* **Excerpted records**
++++++++++

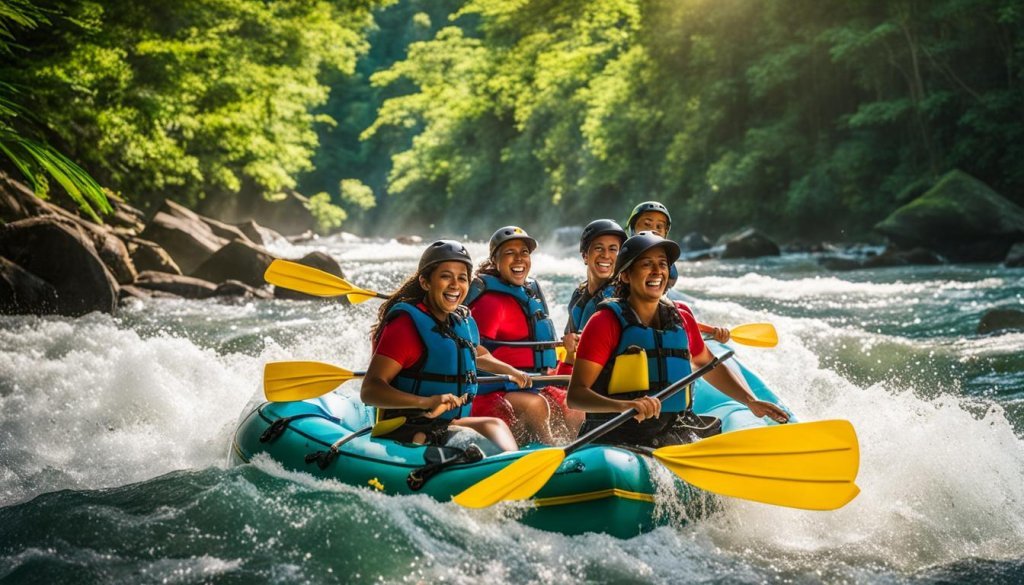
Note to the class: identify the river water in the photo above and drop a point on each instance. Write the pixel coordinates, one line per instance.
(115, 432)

++++++++++

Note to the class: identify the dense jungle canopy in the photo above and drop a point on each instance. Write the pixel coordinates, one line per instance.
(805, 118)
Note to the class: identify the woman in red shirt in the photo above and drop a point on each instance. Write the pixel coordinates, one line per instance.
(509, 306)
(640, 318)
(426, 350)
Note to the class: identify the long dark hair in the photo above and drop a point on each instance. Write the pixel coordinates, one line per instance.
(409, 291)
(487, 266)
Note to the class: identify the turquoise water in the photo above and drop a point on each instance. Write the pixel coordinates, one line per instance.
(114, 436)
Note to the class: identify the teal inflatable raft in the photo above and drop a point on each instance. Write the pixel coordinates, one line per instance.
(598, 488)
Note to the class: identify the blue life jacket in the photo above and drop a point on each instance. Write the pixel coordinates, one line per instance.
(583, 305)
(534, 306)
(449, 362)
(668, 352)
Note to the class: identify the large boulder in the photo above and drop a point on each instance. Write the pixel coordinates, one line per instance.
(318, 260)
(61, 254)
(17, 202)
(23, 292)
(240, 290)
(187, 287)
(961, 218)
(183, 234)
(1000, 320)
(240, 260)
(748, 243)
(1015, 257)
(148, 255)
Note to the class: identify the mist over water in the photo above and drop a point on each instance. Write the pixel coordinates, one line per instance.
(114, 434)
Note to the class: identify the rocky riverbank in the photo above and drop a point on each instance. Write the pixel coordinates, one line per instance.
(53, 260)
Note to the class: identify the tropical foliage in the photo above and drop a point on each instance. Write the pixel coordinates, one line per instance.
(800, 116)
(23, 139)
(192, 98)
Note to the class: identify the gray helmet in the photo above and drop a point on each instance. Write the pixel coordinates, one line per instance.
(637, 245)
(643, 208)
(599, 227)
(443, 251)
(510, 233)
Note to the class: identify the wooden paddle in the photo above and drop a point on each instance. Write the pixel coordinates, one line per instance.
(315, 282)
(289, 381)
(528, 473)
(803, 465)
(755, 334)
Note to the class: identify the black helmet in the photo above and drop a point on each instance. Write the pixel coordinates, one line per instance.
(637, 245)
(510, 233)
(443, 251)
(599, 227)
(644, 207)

++++++++++

* **What you are asked to do**
Count the lines in the material above that contain the word "helmet" and give only that number.

* **Final result**
2